--- BEGIN SOURCE TEXT ---

The two men – Vun Vann, 25, and Sok Samay, 38 – are from Trapaing Prasat district’s Chey Nivoath village.
Major Sok Rith, deputy chief of the district police, said the men had likely been hired by local timber traders to log Siamese rosewood, which can fetch sky-high sums when sold on to Chinese and Vietnamese buyers.
“Our police have educated the villagers about not crossing the borders to cut trees in Thailand . . . but some of them don’t listen to us,” Rith said.
So far this year, eight people have allegedly been killed by Thai security forces after entering Thailand illegally to log rosewood while a further 20 have been reported injured, according to local rights group Adhoc.
Srey Narin, the NGO’s Oddar Meanchey coordinator, said that the area around where the two men were inured yesterday had seen the highest number of incidents.
“I think the main reason that the provincial police could not stop villagers from illegally entering Thailand to cut trees is because they [the authorities] are behind the luxury timber businesses in the province,” Narin said.
“They get benefits from them, so they allow villagers to log.”
A Thai Foreign Ministry spokesman did not respond to a request for comment.
In June, an Australian researcher found that the modern Cambodian state has been shaped by the collection of money from illegal logging, which has profited a relatively small politically connected elite and ensured the ruling party’s grip on the state apparatus.
The study reported staggering incomes from logging operations, including estimated daily revenue of $500,000 from a single timber business in Mondulkiri province.
Prime Minister Hun Sen passed a decree in 2013 explicitly banning the harvesting, transportation and sale of Siamese rosewood in Cambodia without the issuance of special permits.

--- END SOURCE TEXT ---

STATED PROBLEM 1 -
Answer these questions from the rosewood logging article:
(a) Which village are the two men from?
(b) According to Adhoc, how many people have been reported injured so far this year?
(c) In what year was the decree banning the harvesting of Siamese rosewood passed?
STATED PROBLEM 2 -
Please reproduce the stretch of the rosewood logging article from "A Thai Foreign" through "in Mondulkiri province.".

--- BEGIN RECORDS SHOWN ---

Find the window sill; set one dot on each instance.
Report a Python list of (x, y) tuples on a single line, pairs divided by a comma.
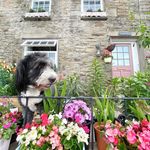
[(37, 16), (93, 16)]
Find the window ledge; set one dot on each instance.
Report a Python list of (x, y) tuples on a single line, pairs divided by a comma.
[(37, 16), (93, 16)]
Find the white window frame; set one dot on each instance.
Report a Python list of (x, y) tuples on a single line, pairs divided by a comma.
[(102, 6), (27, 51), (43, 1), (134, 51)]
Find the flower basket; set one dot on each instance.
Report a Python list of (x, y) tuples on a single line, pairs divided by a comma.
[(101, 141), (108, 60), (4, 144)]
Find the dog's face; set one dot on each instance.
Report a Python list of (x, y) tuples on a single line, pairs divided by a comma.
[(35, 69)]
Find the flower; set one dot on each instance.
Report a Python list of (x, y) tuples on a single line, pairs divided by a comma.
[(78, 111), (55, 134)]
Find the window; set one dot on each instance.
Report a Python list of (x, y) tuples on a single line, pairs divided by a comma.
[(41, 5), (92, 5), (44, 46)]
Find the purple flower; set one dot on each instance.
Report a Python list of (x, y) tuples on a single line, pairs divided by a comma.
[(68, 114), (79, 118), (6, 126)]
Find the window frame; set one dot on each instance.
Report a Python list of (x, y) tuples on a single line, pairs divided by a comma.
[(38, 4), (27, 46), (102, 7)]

--- END RECORDS SHOWN ---
--- BEGIN RECORDS SHOWN ---

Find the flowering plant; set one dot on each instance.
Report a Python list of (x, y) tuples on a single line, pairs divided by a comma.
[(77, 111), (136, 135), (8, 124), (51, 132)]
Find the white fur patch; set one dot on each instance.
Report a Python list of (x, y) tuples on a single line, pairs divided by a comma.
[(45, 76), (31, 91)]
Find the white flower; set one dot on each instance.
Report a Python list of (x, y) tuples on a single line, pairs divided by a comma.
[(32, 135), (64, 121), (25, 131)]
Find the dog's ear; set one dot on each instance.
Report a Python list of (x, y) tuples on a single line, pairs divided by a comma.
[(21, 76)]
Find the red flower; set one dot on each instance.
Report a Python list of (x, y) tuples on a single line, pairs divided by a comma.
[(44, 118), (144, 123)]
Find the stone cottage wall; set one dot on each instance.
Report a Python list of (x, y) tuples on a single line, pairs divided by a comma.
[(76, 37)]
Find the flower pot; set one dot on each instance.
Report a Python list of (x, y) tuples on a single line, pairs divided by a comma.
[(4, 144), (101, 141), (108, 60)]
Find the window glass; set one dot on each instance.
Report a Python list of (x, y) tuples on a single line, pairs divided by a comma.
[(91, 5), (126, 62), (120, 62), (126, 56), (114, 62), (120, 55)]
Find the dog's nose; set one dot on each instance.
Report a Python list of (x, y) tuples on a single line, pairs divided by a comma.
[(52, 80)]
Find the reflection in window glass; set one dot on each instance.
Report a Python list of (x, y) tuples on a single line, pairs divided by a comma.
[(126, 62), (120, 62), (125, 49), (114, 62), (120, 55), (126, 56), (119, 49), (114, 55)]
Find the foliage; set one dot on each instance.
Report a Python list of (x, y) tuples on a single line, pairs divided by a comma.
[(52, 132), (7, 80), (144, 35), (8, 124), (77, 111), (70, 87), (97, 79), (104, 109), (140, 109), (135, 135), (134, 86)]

--- END RECORDS SHOWN ---

COMPLETE RESPONSE 1 -
(a) Chey Nivoath village
(b) 20
(c) 2013

COMPLETE RESPONSE 2 -
A Thai Foreign Ministry spokesman did not respond to a request for comment.
In June, an Australian researcher found that the modern Cambodian state has been shaped by the collection of money from illegal logging, which has profited a relatively small politically connected elite and ensured the ruling party’s grip on the state apparatus.
The study reported staggering incomes from logging operations, including estimated daily revenue of $500,000 from a single timber business in Mondulkiri province.